TASK PROMPT:
Reproduce the entries verbatim; no pictures.

(RECORD EXTRACTS)

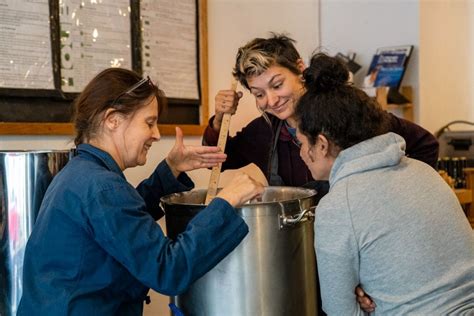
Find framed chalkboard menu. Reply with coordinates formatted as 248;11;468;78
0;0;208;136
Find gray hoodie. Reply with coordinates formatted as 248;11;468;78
315;132;474;315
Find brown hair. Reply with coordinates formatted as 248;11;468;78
72;68;165;145
233;33;302;90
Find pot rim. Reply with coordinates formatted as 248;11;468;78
160;186;317;207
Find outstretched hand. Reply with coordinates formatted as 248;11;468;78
166;127;227;177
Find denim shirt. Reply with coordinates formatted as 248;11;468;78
18;144;248;316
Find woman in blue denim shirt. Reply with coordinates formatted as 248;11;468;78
18;68;264;316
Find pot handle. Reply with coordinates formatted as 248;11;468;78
280;206;316;228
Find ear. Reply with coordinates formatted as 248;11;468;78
296;58;306;74
103;109;123;131
316;134;330;157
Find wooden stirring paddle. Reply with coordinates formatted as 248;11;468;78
205;80;237;204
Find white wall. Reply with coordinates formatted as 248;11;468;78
419;0;474;133
320;0;474;134
320;0;420;122
208;0;320;136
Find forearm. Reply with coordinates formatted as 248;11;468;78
149;198;248;295
136;160;194;220
202;116;220;146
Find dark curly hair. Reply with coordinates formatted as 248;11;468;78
296;53;390;150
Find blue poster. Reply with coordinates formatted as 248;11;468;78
364;46;413;89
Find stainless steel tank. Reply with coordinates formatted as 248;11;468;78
0;150;71;316
161;187;319;316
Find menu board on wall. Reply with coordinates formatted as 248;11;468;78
0;0;54;90
59;0;132;93
0;0;205;131
141;0;199;100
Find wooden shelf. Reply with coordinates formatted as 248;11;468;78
0;122;74;135
0;122;206;136
455;188;472;205
442;168;474;228
376;86;414;122
463;168;474;228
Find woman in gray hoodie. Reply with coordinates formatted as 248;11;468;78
295;53;474;315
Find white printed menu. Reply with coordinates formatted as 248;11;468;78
59;0;132;93
141;0;199;99
0;0;200;97
0;0;54;89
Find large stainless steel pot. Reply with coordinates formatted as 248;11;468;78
161;186;319;316
0;150;71;316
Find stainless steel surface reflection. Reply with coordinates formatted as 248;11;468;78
0;150;71;316
162;187;319;316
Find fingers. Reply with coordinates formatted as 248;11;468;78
180;146;227;170
355;286;376;312
183;156;226;170
217;173;265;207
360;300;376;313
191;152;226;168
215;90;241;114
236;173;265;203
199;153;227;160
192;145;223;154
358;299;375;313
174;126;184;148
188;146;226;166
197;154;227;166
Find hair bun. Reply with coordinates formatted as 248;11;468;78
303;53;349;92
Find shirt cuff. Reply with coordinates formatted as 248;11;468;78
157;159;194;193
205;197;247;229
203;116;220;146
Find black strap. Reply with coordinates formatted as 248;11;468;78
269;120;285;186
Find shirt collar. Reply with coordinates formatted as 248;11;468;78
76;143;125;179
279;122;293;141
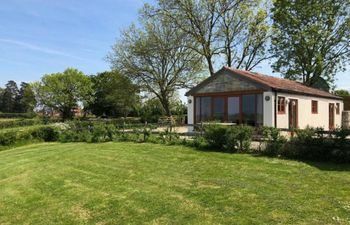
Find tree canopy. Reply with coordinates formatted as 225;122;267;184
153;0;271;75
334;89;350;97
271;0;350;87
33;68;93;119
108;9;203;116
88;71;140;118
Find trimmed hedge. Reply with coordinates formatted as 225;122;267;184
0;119;41;129
0;113;36;119
0;125;59;146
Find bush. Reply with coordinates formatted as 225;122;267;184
0;131;17;145
226;125;253;152
31;126;59;142
203;124;228;150
202;124;253;152
90;123;111;143
262;127;287;156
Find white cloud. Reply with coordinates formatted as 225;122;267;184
0;38;86;61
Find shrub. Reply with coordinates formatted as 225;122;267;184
90;123;110;143
226;125;253;152
331;128;350;163
262;127;287;156
31;126;59;142
0;131;17;145
203;124;228;150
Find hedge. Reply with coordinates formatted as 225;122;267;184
0;113;36;119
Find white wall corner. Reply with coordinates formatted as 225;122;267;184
263;91;274;127
187;96;194;132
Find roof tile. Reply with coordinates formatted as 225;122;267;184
224;67;341;100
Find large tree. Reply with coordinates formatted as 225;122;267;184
16;82;36;113
89;71;140;118
33;68;93;119
1;80;19;113
0;87;4;112
108;10;203;116
271;0;350;87
153;0;271;75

(End RECORD EXTRACTS)

THE ANSWER:
Find framed chalkboard menu. Reply with coordinates formatted as 248;11;468;78
0;0;208;136
Find gray hoodie. Reply with coordinates formatted as 248;11;468;78
315;132;474;315
Find brown hair. Reply with coordinates formatted as 248;11;468;78
72;68;165;145
233;33;302;90
Find pot rim. Reply with coordinates formatted as 248;11;468;78
160;186;317;207
Find outstretched hand. Reply with coordinates formatted as 248;11;468;78
166;127;227;177
Find denim shirt. Reply with coordinates formatted as 248;11;468;78
18;144;248;316
Find woman in blue denim shirt. Reply with coordinates formatted as 248;11;468;78
18;68;264;316
Find pot handle. Reply with coordinates formatted as 248;11;468;78
280;206;316;228
Find ear. Reply with coordinates formatted as 248;11;468;78
296;58;306;74
103;109;123;131
316;134;330;157
Find wooden stirring paddle. Reply with coordinates formatted as 248;11;468;78
205;80;237;204
Find white wall. Reply with coordinates formatted as 248;11;468;78
419;0;474;133
320;0;474;134
320;0;420;122
208;0;320;136
Find forearm. Reply with coordinates formatted as 248;11;468;78
149;198;248;295
136;160;194;220
202;116;220;146
Find dark curly hair. Reply with coordinates formatted as 248;11;468;78
296;53;390;150
Find blue poster. Reply with coordinates formatted as 248;11;468;78
364;46;413;89
Find stainless steel tank. Reply with coordinates formatted as 248;11;468;78
0;150;71;316
161;187;319;316
Find menu board on wall. Reply with coordinates formatted as 248;11;468;78
0;0;54;90
59;0;132;93
0;0;205;131
141;0;199;100
Find wooden shelf. Reply with coordinates formatted as 248;11;468;78
0;122;74;135
0;122;206;136
455;188;472;205
442;168;474;228
376;86;414;122
463;168;474;228
Find woman in gray hoodie. Reply with coordinates formatted as 248;11;468;78
295;53;474;315
Find white printed menu. Reply with coordinates formatted as 248;11;468;78
59;0;132;93
141;0;199;99
0;0;200;97
0;0;54;89
Find large stainless steel pot. Reply with coordinates formatted as 248;11;468;78
161;186;319;316
0;150;71;316
Find stainless steel surface reflection. Reply with coordinates formatted as 248;11;468;78
0;150;71;316
162;187;319;316
Find fingers. Reply with coordinates formatted as 248;11;468;78
180;146;227;170
355;286;376;312
183;156;226;170
217;173;265;207
360;300;376;313
191;152;226;168
215;90;241;114
236;173;265;203
199;153;227;160
192;145;223;154
358;299;375;313
174;126;184;148
188;146;226;166
197;154;227;166
Find hair bun. Reply with coordinates formatted as 248;11;468;78
303;53;349;92
Find shirt cuff. Reply with coordinates formatted as 248;11;468;78
157;159;194;193
205;197;247;229
203;116;220;146
Find black strap. Reply with coordinates formatted as 248;11;468;78
269;120;285;186
Find shirt collar. Reply with coordinates formatted as 248;11;468;78
76;143;125;179
279;122;293;141
Find tree canopy. Reply with coordinates formatted as 225;122;267;184
153;0;271;75
334;89;350;97
271;0;350;87
33;68;93;119
108;9;203;116
88;71;140;118
Find trimmed hedge. Reply with coordinates formatted as 225;122;267;184
0;119;41;129
0;113;36;119
0;125;59;146
Find bush. Reply with coordinates formatted as 225;122;267;184
0;131;17;145
226;125;253;152
31;126;59;142
203;124;228;150
202;124;253;152
90;123;111;143
262;127;287;156
Find white cloud. Reply with coordinates formatted as 225;122;267;184
0;38;86;61
Find shrub. Reply with coordinates formatted as 225;122;267;184
90;123;110;143
226;125;253;152
331;128;350;163
262;127;287;156
31;126;59;142
0;131;17;145
203;124;228;150
Find hedge. Reply with coordinates formatted as 225;122;267;184
0;113;36;119
Find white wall corner. Reply with coordinates formatted as 225;122;267;184
263;91;274;127
187;96;194;132
Find roof tile. Reply with coordinates formatted as 225;122;267;184
224;67;341;100
Find large tree. Reply with coordinates formatted as 225;122;267;184
16;82;36;113
89;71;140;118
33;68;93;119
1;80;19;113
0;87;4;112
108;10;203;116
271;0;350;87
153;0;271;75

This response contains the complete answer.